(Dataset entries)

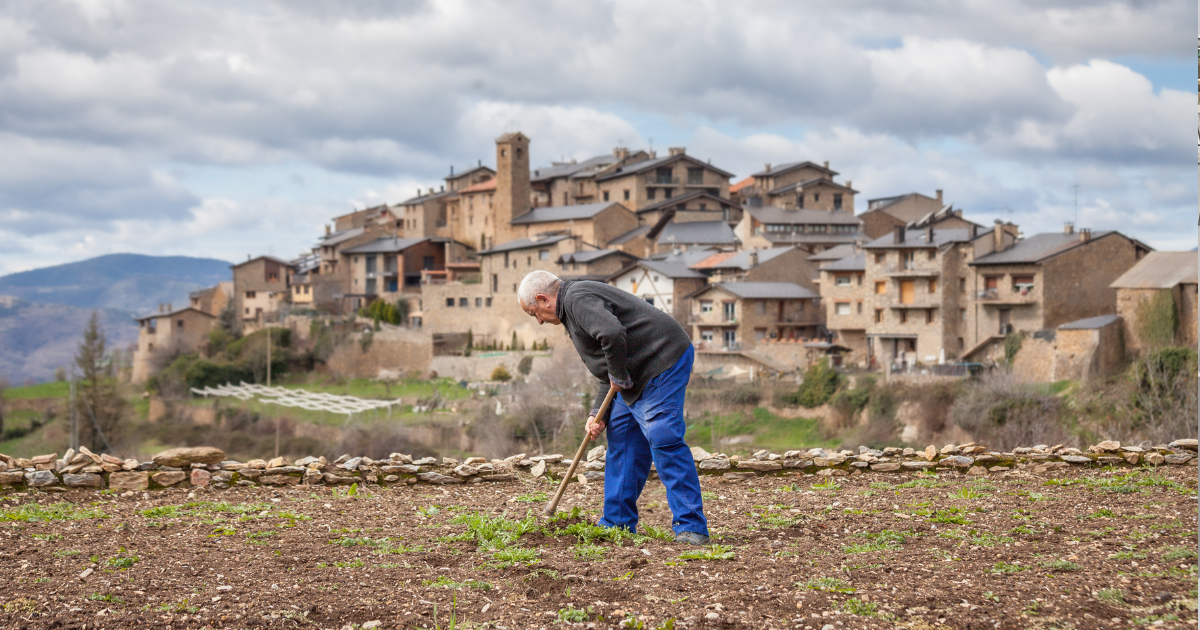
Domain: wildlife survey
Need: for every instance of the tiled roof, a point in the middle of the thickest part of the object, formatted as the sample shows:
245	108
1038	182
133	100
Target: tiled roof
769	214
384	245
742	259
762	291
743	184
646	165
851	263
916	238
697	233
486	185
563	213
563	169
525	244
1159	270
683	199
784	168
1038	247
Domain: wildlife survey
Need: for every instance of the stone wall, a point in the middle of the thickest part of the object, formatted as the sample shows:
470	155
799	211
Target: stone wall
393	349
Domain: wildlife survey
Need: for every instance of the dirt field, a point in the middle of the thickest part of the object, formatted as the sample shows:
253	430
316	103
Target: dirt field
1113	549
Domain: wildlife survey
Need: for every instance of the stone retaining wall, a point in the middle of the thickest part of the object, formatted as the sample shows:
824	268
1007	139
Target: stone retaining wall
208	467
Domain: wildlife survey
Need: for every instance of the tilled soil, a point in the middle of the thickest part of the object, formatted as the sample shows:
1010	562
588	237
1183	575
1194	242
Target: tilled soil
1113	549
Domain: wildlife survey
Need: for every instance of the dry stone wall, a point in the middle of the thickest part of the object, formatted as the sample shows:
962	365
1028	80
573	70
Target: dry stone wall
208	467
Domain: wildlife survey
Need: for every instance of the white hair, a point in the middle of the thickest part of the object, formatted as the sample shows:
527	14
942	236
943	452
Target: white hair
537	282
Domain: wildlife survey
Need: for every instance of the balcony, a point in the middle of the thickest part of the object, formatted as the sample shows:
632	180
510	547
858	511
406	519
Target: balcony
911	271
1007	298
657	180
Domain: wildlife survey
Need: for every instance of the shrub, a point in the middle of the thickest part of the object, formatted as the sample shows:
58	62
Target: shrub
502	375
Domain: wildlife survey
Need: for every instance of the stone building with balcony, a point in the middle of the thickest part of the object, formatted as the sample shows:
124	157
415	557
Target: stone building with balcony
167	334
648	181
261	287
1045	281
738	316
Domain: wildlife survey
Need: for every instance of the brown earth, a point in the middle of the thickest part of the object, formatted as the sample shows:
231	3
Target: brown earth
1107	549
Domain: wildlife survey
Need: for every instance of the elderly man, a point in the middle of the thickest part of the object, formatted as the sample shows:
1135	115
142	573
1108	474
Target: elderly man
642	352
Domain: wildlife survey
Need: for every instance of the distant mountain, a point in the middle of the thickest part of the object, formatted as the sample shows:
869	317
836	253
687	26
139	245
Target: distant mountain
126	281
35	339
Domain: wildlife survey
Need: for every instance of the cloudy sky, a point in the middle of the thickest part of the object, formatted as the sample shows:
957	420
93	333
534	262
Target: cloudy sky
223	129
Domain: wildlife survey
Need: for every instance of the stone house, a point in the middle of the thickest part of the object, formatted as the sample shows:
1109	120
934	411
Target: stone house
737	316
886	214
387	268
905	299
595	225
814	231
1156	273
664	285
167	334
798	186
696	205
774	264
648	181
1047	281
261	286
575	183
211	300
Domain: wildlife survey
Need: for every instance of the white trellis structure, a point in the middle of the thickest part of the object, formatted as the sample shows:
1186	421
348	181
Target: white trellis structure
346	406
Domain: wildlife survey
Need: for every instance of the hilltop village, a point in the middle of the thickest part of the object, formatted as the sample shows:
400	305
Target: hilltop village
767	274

## [GIVEN TASK]
Show each line in the entries above that contains the string "mountain". Case counts.

## [ANSWER TO THE EXERCISE]
Need: for every instance of the distant mountain, a point in the middle of the thickest part of the object, formatted as the sample shows:
Target: distant mountain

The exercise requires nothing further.